+++ INPUT FOR THIS TASK +++
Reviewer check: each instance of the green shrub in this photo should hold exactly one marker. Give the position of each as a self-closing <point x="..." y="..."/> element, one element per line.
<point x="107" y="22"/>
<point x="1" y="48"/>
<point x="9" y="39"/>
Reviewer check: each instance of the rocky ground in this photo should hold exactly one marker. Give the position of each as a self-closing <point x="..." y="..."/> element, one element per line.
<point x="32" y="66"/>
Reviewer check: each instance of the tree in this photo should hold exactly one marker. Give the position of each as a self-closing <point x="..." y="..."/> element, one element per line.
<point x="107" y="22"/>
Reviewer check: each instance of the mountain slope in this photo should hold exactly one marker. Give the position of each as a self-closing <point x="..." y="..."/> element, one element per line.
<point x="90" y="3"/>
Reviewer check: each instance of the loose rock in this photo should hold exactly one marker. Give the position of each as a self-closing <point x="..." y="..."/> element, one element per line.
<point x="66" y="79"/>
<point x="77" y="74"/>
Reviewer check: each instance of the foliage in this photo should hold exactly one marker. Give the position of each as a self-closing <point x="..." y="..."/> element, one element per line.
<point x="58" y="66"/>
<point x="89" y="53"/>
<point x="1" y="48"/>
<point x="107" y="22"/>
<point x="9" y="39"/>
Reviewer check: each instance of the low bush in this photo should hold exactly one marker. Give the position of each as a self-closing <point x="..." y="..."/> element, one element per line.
+++
Rewrite the listing above with every "marker" switched to "pin", keeping all other text unchanged.

Reviewer check: each instance of the green shrub in this photo should hold exactly one pin. Give the position of each as a self-closing <point x="..." y="..."/> element, one element per line.
<point x="107" y="22"/>
<point x="1" y="48"/>
<point x="9" y="39"/>
Reviewer check: each instance of the rocky ground in this photo should hold exactly one pin. Give the position of each as a self-closing <point x="..." y="..."/> element, one element per line.
<point x="32" y="66"/>
Reviewer check: each instance of the tree in this photo should hold exactly one pin. Give the position of each as a self-closing <point x="..." y="..."/> element, one element per line.
<point x="107" y="22"/>
Reviewer check: each instance of the mountain slope in this photo should hold exactly one pin. Give the position of each as a self-closing <point x="..." y="..."/> element, one element per line.
<point x="90" y="3"/>
Reviewer check: each instance of the loose rock in this photo should hold exactly one pin. Give the position of each as a self-closing <point x="..." y="..."/> element, one element per line.
<point x="66" y="79"/>
<point x="77" y="74"/>
Reviewer check: each instance of the foliage in this photo should hold exactly one pin. Give the position of each as a self-closing <point x="..." y="..."/> element, one element per line.
<point x="58" y="66"/>
<point x="89" y="53"/>
<point x="1" y="48"/>
<point x="107" y="22"/>
<point x="9" y="39"/>
Reviewer check: each instance of the low bush in this photo should hold exactly one pin. Give the position of each as a self-closing <point x="..." y="..."/> element, one element per line.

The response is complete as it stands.